Stated task.
Rewrite the stretch of lines from the one containing "[indicate] the dusty" through the one containing "(1181, 629)", replacing "pendant lamp" with "hanging lamp" and leaving everything else unchanged.

(Stored items from a collection)
===

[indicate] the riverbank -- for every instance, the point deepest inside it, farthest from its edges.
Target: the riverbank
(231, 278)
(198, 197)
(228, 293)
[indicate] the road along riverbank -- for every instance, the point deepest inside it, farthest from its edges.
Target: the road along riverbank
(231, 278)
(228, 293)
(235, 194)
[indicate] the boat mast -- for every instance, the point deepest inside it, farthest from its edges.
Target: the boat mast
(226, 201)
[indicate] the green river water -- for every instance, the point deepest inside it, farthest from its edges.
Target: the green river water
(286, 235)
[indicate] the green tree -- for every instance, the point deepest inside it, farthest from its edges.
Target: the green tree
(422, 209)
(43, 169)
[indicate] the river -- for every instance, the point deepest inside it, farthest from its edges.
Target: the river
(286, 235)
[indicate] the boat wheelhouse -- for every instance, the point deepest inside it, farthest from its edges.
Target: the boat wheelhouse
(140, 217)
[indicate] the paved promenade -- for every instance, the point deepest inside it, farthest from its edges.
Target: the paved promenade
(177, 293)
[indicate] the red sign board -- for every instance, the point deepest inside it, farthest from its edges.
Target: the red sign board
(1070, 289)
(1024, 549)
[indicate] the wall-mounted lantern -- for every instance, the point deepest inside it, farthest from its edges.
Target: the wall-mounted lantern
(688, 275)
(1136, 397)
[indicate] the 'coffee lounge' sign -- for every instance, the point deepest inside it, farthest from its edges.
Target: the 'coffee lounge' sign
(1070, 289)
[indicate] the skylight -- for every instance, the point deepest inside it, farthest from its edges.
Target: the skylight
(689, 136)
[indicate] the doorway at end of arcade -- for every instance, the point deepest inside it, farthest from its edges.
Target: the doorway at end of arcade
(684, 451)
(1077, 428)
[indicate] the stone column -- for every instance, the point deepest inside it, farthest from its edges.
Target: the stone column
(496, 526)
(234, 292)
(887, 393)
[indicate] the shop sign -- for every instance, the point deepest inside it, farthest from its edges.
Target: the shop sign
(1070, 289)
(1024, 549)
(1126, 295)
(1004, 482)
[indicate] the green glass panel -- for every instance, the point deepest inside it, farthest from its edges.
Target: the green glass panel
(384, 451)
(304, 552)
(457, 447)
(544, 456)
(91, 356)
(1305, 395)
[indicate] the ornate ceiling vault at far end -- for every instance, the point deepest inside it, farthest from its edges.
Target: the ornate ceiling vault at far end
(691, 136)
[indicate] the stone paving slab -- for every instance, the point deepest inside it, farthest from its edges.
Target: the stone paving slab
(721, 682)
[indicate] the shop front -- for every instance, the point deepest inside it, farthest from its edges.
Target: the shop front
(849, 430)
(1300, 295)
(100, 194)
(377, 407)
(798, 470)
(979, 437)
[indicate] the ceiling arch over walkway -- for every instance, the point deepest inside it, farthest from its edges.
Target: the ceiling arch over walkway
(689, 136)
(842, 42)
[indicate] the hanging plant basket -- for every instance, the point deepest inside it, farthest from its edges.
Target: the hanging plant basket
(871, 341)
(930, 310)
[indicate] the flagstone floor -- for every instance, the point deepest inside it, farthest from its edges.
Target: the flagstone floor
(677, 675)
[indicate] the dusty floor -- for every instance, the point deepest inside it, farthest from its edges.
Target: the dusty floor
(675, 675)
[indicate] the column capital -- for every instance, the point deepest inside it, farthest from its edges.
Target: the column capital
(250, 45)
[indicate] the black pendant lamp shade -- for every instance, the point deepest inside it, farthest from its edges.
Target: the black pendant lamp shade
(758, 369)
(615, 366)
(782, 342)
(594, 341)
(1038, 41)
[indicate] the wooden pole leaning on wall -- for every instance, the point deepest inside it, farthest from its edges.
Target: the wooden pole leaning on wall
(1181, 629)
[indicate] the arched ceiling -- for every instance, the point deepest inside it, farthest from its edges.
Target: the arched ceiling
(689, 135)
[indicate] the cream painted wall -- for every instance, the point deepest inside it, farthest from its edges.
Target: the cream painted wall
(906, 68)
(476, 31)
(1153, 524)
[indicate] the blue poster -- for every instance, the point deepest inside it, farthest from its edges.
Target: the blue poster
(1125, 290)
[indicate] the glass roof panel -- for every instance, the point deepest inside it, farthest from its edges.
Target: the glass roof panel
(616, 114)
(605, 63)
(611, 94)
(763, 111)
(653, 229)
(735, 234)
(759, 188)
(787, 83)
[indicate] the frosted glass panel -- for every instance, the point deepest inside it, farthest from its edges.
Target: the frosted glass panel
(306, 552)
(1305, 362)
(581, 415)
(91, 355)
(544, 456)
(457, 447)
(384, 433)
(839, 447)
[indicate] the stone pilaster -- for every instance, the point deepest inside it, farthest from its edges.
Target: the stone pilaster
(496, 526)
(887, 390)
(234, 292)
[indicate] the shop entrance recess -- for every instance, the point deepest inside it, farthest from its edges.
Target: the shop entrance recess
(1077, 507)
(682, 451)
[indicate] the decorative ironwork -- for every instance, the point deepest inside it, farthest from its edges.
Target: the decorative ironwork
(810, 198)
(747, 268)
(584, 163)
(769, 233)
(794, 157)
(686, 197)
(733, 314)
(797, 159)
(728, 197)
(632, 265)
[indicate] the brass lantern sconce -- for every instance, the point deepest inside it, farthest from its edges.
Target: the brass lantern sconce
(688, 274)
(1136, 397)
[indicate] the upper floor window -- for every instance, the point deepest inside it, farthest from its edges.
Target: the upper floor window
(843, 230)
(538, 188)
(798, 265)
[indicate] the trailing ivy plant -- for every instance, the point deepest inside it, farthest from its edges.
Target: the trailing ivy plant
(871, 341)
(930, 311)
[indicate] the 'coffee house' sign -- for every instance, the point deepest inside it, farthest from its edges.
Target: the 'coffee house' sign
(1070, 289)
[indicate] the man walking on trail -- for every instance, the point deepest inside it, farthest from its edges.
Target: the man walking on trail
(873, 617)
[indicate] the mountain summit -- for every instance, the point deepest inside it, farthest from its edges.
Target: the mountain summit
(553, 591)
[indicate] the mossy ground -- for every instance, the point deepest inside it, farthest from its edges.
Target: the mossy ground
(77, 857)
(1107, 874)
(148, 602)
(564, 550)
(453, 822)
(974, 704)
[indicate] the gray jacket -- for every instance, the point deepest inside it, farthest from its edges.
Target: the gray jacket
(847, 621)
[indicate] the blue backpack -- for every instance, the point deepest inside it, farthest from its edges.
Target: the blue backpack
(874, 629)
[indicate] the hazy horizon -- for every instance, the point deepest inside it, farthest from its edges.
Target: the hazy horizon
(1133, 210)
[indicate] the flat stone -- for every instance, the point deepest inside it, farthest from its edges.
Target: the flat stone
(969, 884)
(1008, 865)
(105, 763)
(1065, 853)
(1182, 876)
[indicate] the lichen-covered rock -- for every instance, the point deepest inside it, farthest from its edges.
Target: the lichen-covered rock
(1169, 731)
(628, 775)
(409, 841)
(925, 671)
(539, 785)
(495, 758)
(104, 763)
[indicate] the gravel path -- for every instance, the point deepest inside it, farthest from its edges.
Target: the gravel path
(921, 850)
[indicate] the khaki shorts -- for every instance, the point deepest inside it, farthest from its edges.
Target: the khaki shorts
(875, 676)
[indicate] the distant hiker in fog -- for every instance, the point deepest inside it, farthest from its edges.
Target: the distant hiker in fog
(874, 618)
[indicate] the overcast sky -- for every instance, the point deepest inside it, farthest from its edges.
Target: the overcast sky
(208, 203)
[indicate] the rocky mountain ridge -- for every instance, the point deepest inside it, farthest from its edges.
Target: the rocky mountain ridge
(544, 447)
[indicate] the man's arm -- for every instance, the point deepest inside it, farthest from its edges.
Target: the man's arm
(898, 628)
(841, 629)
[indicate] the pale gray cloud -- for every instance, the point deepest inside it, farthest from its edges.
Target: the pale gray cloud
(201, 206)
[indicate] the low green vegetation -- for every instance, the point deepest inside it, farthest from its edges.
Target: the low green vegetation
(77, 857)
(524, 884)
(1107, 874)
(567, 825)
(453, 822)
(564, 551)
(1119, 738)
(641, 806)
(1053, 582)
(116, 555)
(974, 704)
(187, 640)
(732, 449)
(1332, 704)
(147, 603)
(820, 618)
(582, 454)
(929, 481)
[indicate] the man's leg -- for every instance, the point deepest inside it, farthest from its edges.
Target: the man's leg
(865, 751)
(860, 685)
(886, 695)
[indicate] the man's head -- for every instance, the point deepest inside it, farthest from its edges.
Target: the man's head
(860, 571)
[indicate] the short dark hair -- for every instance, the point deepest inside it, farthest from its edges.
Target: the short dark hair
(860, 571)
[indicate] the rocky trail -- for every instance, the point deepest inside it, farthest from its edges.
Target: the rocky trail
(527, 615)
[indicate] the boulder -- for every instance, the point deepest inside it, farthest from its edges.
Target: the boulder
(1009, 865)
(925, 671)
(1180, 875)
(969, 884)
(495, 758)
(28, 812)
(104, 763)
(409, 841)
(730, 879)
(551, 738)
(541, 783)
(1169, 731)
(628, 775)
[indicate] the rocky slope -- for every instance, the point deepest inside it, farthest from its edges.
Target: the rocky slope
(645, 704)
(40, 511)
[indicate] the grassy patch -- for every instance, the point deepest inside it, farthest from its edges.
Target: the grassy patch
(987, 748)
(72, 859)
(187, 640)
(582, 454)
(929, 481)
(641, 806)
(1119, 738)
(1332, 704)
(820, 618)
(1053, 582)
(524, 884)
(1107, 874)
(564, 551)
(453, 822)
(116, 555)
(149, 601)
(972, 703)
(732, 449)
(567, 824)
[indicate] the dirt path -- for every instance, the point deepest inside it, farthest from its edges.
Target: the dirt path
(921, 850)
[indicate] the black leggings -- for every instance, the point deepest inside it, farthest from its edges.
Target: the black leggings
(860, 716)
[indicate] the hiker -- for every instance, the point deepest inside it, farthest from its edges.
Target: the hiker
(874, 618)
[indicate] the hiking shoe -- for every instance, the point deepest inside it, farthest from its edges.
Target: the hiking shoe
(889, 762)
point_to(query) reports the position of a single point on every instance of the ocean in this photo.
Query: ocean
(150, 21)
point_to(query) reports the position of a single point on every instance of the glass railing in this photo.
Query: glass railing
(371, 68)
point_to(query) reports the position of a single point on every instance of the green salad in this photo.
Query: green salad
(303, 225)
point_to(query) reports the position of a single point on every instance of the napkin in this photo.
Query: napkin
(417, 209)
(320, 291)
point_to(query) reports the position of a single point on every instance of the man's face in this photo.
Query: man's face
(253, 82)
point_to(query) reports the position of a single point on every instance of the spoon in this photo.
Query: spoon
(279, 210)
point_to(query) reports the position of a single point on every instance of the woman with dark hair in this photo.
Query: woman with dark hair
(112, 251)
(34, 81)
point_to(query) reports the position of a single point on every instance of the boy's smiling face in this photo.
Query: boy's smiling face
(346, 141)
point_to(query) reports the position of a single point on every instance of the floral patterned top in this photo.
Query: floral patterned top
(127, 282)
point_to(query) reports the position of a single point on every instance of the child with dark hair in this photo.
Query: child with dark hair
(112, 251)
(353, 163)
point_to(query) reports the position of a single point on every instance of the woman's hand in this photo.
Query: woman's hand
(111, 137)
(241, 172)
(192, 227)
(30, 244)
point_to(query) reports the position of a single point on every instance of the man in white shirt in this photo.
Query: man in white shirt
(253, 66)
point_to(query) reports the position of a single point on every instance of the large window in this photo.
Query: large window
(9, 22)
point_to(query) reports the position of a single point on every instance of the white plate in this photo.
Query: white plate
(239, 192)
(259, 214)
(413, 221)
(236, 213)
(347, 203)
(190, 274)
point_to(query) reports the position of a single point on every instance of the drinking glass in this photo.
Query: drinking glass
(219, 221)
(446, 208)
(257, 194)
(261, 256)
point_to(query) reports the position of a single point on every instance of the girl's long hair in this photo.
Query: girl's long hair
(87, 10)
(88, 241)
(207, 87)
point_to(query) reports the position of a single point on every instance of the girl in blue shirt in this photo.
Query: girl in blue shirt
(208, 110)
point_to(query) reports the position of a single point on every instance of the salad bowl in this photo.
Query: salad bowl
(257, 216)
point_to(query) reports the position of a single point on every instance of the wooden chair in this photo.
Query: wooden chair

===

Completed task.
[indicate] the dusty floor -- for every instance, the point deepest inside it, farthest from its edges.
Target: the dusty floor
(675, 675)
[indicate] the column capital -- for every instance, the point deepest inside it, farthest from its edges.
Target: the column capital
(250, 45)
[indicate] the black hanging lamp shade -- for every instance, the point deepest inside it, farthest from its edges.
Target: the black hanging lamp shade
(758, 369)
(615, 366)
(782, 342)
(594, 341)
(1038, 41)
[indicate] the wooden pole leaning on wall -- for every instance, the point deepest inside it, farthest from its edges.
Target: the wooden pole leaning on wall
(1181, 629)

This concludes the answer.